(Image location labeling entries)
|---|

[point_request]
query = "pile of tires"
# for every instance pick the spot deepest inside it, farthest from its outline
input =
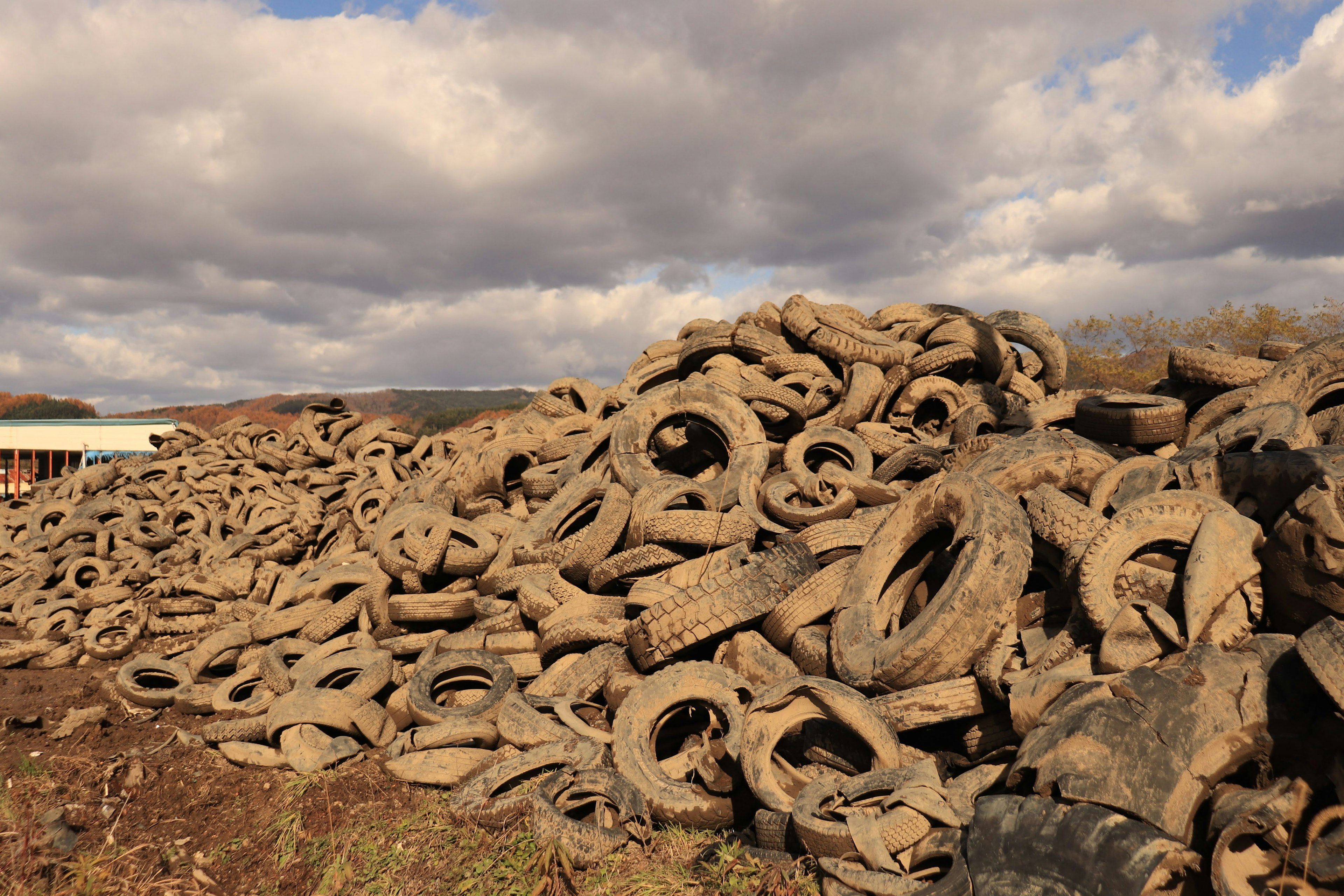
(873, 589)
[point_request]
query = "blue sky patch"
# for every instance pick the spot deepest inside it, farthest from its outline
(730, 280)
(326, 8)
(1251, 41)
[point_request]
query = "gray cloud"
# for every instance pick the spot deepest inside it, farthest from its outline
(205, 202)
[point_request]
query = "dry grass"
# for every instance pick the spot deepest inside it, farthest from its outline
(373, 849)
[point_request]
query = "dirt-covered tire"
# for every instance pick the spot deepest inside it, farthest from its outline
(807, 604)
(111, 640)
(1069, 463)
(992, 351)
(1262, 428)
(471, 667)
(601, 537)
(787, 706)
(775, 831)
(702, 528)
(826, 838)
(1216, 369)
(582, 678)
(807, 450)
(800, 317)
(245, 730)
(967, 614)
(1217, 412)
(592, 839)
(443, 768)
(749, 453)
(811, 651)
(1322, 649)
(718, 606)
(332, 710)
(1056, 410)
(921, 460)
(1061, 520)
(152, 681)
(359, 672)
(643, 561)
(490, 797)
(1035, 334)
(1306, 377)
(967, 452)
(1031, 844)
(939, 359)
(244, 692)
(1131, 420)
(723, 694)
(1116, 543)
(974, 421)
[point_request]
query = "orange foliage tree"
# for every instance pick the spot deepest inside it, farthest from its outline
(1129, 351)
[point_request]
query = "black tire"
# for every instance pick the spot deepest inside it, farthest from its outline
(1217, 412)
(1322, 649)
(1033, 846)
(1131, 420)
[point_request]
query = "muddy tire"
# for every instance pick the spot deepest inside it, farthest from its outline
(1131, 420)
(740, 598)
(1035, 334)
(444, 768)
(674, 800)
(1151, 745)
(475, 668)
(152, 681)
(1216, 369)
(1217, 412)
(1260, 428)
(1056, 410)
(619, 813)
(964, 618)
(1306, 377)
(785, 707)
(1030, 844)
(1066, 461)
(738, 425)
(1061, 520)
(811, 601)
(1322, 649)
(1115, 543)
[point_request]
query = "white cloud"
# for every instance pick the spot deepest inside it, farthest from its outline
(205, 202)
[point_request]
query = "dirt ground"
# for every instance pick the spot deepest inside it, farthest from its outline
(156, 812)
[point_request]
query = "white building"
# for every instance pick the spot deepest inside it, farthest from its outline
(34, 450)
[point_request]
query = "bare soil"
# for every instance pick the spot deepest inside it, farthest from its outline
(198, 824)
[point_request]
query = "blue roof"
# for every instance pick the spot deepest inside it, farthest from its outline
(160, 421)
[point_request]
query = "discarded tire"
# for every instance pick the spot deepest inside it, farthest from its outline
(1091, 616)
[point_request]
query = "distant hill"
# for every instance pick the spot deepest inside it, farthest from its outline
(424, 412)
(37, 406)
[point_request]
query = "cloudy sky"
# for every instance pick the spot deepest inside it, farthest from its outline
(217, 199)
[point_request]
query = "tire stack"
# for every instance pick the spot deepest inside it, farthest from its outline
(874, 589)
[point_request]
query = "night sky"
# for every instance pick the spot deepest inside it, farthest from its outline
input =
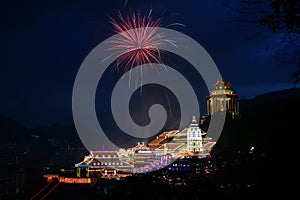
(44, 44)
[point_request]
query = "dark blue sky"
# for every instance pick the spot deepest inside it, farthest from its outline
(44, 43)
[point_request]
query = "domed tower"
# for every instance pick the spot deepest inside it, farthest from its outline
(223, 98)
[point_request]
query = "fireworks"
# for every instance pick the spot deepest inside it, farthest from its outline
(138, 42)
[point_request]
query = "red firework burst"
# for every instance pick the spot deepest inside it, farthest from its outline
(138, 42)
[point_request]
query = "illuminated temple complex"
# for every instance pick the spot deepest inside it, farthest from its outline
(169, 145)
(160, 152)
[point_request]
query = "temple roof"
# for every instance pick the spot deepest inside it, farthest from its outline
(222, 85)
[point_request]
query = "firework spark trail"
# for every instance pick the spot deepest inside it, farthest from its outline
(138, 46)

|---|

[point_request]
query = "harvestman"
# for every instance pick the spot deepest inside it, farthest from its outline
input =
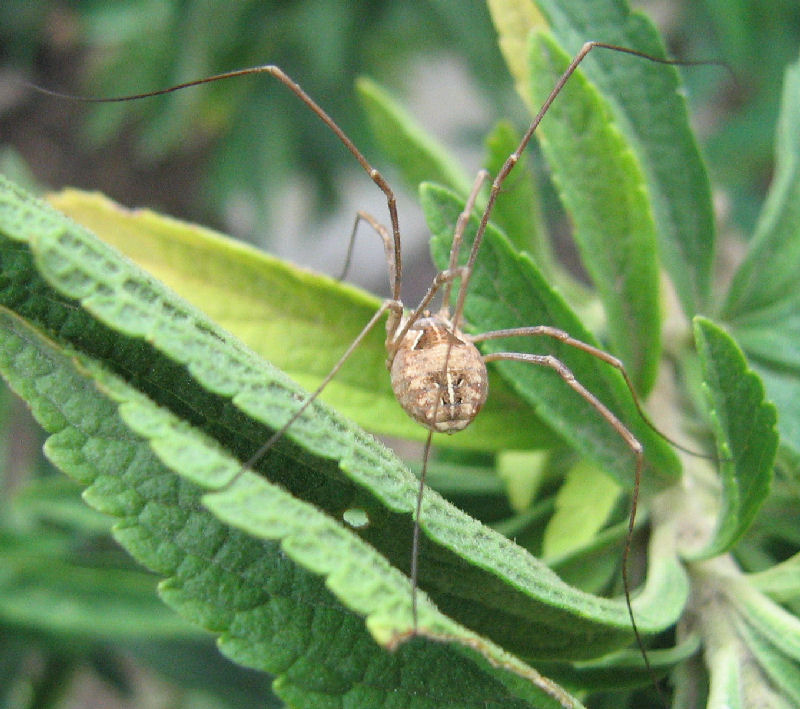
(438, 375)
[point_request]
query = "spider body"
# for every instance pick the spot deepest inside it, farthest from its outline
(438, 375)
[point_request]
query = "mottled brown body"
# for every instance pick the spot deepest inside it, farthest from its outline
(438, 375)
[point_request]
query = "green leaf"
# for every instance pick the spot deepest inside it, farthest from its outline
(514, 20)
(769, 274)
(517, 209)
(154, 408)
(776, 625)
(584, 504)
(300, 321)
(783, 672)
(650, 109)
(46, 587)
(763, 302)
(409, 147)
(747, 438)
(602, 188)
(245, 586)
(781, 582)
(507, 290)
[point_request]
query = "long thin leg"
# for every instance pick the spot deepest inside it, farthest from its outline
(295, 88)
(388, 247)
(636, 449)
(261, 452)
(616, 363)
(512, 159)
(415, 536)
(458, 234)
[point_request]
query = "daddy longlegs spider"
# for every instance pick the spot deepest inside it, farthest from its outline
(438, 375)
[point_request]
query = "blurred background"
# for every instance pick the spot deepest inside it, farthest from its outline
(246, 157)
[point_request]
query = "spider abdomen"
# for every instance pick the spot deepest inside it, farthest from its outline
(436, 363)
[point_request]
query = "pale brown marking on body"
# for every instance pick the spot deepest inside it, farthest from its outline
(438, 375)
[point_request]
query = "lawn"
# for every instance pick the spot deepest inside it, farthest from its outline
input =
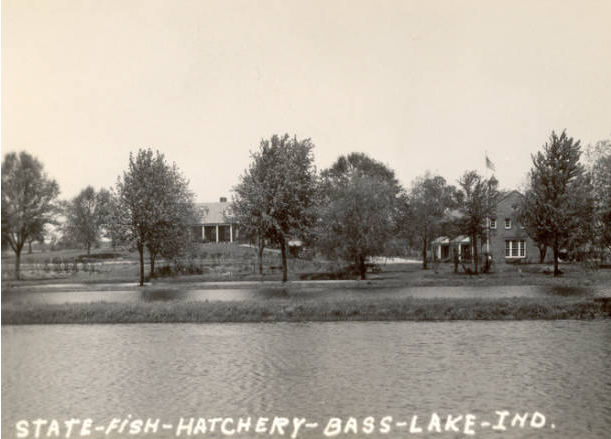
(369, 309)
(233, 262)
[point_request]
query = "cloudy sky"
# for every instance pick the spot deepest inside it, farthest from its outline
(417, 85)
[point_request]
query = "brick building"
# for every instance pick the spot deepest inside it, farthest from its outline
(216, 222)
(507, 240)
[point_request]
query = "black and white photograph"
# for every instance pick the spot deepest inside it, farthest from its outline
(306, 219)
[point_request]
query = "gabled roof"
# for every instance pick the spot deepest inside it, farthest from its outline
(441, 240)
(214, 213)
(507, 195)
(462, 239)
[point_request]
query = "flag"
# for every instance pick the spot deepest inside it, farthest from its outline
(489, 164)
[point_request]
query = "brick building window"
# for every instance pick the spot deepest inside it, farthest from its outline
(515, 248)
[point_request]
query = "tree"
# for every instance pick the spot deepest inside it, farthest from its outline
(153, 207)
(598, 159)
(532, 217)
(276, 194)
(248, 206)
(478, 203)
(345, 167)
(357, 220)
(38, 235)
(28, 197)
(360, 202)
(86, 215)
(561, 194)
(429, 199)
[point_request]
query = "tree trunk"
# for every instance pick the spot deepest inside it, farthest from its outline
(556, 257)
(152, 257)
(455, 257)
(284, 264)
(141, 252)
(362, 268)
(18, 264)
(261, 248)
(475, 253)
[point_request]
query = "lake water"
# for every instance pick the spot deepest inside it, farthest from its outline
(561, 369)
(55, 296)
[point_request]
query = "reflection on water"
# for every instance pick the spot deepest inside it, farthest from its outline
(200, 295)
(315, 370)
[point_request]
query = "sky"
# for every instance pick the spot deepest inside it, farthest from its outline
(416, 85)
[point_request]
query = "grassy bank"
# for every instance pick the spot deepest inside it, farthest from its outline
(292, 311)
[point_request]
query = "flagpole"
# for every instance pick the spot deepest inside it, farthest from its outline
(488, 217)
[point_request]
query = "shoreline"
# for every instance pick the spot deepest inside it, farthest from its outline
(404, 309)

|---|

Your objective:
List every line in the rows above that contains the word "black". Case counts.

Exercise output:
query = "black tire"
query = "black and white photograph"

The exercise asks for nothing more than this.